▶ [問題の詳細] 次のリストの各行を、「one point per instance」を「one point for each instance」に置き換えたうえで書き直しなさい。それ以外の部分は変えないこと。

━━ データセット行 ━━

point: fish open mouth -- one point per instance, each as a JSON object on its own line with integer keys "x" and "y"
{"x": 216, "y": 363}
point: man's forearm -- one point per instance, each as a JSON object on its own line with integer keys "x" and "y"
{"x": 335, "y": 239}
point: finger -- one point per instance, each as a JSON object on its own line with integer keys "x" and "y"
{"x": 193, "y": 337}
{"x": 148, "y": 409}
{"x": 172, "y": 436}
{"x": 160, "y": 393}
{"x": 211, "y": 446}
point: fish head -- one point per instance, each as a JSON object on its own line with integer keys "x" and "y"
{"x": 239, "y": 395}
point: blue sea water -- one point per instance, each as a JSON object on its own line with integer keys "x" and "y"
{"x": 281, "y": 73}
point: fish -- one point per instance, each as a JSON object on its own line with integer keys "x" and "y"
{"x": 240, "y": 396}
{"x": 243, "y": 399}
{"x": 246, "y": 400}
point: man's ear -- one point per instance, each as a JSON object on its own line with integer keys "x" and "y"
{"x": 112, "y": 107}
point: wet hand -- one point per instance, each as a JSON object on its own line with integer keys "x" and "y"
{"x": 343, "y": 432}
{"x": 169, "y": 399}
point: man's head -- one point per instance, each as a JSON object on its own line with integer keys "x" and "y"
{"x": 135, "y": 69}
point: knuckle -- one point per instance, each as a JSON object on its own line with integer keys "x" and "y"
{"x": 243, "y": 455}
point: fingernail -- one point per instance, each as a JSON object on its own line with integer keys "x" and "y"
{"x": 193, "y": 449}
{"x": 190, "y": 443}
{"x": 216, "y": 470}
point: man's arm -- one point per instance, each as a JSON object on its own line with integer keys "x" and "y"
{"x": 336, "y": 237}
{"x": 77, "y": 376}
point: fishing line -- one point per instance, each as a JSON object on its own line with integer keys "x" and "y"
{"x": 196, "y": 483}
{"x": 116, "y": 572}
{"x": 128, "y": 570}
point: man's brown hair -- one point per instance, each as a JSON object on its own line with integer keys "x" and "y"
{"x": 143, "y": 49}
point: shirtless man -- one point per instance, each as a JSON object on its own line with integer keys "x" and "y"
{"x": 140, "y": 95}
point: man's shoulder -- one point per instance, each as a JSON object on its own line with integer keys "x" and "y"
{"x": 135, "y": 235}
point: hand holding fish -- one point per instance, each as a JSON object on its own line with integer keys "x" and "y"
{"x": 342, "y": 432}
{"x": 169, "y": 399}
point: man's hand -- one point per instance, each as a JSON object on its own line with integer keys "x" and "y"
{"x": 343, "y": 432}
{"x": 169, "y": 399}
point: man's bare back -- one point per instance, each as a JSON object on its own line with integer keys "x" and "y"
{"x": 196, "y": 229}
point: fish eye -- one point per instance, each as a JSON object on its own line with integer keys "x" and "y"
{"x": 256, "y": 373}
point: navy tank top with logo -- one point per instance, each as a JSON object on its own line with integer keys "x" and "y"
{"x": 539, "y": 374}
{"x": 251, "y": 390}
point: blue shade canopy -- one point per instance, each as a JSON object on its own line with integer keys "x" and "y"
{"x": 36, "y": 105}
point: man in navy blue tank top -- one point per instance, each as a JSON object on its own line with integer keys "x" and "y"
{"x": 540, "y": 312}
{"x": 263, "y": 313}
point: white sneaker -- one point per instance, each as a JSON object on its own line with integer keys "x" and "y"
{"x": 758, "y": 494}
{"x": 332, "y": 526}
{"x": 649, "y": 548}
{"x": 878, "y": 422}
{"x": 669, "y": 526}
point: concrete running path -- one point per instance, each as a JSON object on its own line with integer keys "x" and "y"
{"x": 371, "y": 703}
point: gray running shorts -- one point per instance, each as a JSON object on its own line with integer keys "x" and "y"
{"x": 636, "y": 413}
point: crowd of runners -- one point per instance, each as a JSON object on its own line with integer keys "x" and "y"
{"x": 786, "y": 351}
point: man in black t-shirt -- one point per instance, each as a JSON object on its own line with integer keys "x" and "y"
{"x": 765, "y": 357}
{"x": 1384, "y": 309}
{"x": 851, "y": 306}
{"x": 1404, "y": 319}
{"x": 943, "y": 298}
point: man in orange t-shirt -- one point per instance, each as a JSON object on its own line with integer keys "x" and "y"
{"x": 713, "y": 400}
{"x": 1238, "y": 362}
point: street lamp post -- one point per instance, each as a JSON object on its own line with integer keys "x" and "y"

━━━

▶ [解答]
point: fish open mouth -- one point for each instance, each as a JSON object on its own line with integer keys "x" and "y"
{"x": 216, "y": 363}
point: man's forearm -- one point for each instance, each as a JSON object on its own line with integer keys "x" and "y"
{"x": 335, "y": 239}
point: finger -- one point for each instance, each as a JSON object on its own line with integer keys "x" and "y"
{"x": 193, "y": 337}
{"x": 148, "y": 409}
{"x": 172, "y": 436}
{"x": 160, "y": 393}
{"x": 211, "y": 446}
point: fish head -- one point for each instance, each as a JSON object on its own line with integer keys "x" and "y"
{"x": 239, "y": 395}
point: blue sea water -- one point for each instance, each as a JSON object on its own line with integer keys "x" and "y"
{"x": 281, "y": 73}
point: fish -- one point for each instance, each as a JSON object on its own line with integer keys "x" and "y"
{"x": 240, "y": 396}
{"x": 243, "y": 399}
{"x": 246, "y": 400}
point: man's ear -- one point for each instance, each as a JSON object on its own line with integer keys "x" and "y"
{"x": 112, "y": 107}
point: wet hand -- one point for each instance, each as a JSON object on its own line with integer keys "x" and "y"
{"x": 343, "y": 432}
{"x": 169, "y": 399}
point: man's head -- one point for each instance, each as a JSON object on its own line with integer keys "x" and "y"
{"x": 135, "y": 69}
point: knuckle -- one point for each instance, each as a JSON object on its own line with integer keys "x" and "y"
{"x": 243, "y": 455}
point: fingernail -- one point for each instance, each as a JSON object on its own line with integer keys "x" and "y"
{"x": 193, "y": 449}
{"x": 190, "y": 443}
{"x": 216, "y": 470}
point: man's arm -- one point for each instance, each as a JSON object on its own line with integer keys "x" and "y"
{"x": 336, "y": 237}
{"x": 77, "y": 376}
point: fishing line -- one point for each instance, each as a JSON object on its own line with integer keys "x" and "y"
{"x": 196, "y": 483}
{"x": 116, "y": 572}
{"x": 128, "y": 570}
point: man's brown hair -- one point for each instance, each as a JSON object on its own line with integer keys "x" and "y"
{"x": 143, "y": 49}
point: shirtless man -- one point for each instance, each as a JSON object on its own line with integer keys "x" and "y"
{"x": 140, "y": 95}
point: man's shoulder -- one point for each instance, each as a JSON object on its own line with integer keys "x" and "y"
{"x": 135, "y": 235}
point: hand holding fish -- one point for each instance, each as a JSON object on its own line with integer keys "x" and "y"
{"x": 342, "y": 432}
{"x": 169, "y": 399}
point: man's hand -- one point for each instance, each as a JSON object on its own line with integer keys "x" and "y"
{"x": 343, "y": 432}
{"x": 169, "y": 399}
point: man's bare back -- one point for each instance, each as a JSON object on its own line with integer keys "x" and "y"
{"x": 196, "y": 229}
point: fish eye -- one point for each instance, each as a JSON object on its own line with integer keys "x" and "y"
{"x": 256, "y": 373}
point: navy tank top with logo -- one point for each instance, each as a JSON object on its own line with integer keys "x" and "y"
{"x": 539, "y": 374}
{"x": 251, "y": 390}
point: blue shade canopy -- one point for each instance, each as a JSON object on its own line with integer keys "x" and "y"
{"x": 36, "y": 105}
point: man in navy blue tank top -- one point for each instance, each as a JSON object on its own line with integer keys "x" and "y"
{"x": 540, "y": 312}
{"x": 263, "y": 313}
point: white sneaker -- one point for each instance, each as a JSON object on its own line with integer keys "x" and "y"
{"x": 758, "y": 494}
{"x": 332, "y": 526}
{"x": 649, "y": 548}
{"x": 878, "y": 422}
{"x": 669, "y": 526}
point: concrete running path -- one point for each instance, each as a JSON object on its own line with integer keys "x" and "y"
{"x": 371, "y": 703}
point: gray running shorts -- one point for each instance, each as a JSON object on its own line with integer keys "x" and "y"
{"x": 636, "y": 413}
point: crowd of runners -- one point for each instance, each as a JSON object on its own line with integer keys "x" and "y"
{"x": 786, "y": 351}
point: man in black t-shirt -- one point for each instance, each as a JSON object on its own line with integer keys "x" and "y"
{"x": 765, "y": 357}
{"x": 1384, "y": 309}
{"x": 851, "y": 306}
{"x": 1404, "y": 319}
{"x": 943, "y": 298}
point: man in orange t-shirt -- one point for each instance, each as a JSON object on its own line with integer keys "x" and "y"
{"x": 713, "y": 400}
{"x": 1238, "y": 362}
point: street lamp post -- one point for each instance, each as a JSON object on its own line with integer keys "x" and "y"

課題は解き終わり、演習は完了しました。